#### Exercise requirements
Return every line below as is, leaving out the pictures.

Rows from a pointing dataset:

^^^^

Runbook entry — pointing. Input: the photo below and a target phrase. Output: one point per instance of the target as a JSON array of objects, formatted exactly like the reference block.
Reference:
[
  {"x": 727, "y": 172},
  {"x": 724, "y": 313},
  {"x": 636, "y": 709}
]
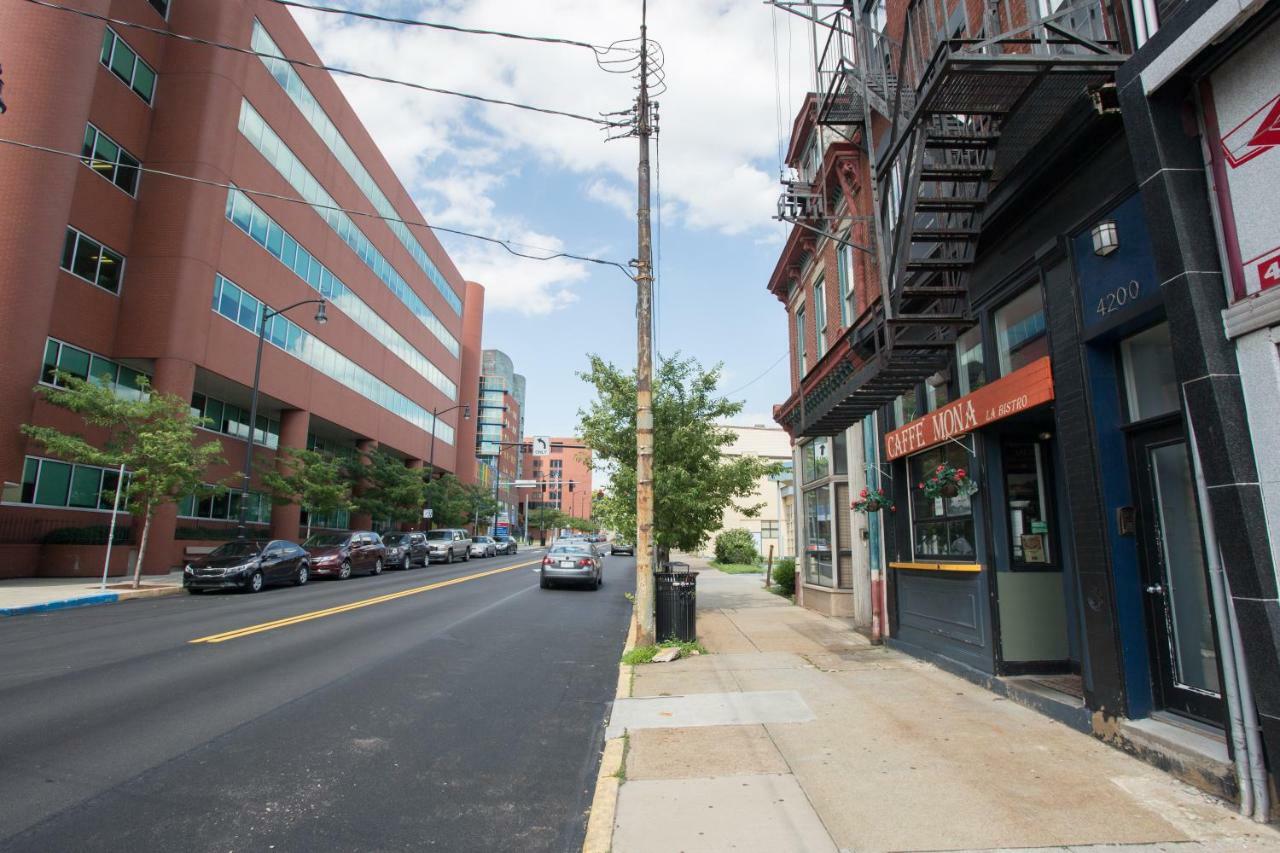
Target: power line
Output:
[
  {"x": 506, "y": 243},
  {"x": 415, "y": 22},
  {"x": 767, "y": 372},
  {"x": 332, "y": 69}
]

^^^^

#### Reply
Runbook entry — pointing. Input: the photo below and a target phrase. Output: one point per instance of the target as a JSON array of objects, formatted exactly like the reference block.
Reference:
[
  {"x": 727, "y": 172},
  {"x": 724, "y": 313},
  {"x": 636, "y": 709}
]
Target: power line
Output:
[
  {"x": 506, "y": 243},
  {"x": 415, "y": 22},
  {"x": 767, "y": 372},
  {"x": 332, "y": 69}
]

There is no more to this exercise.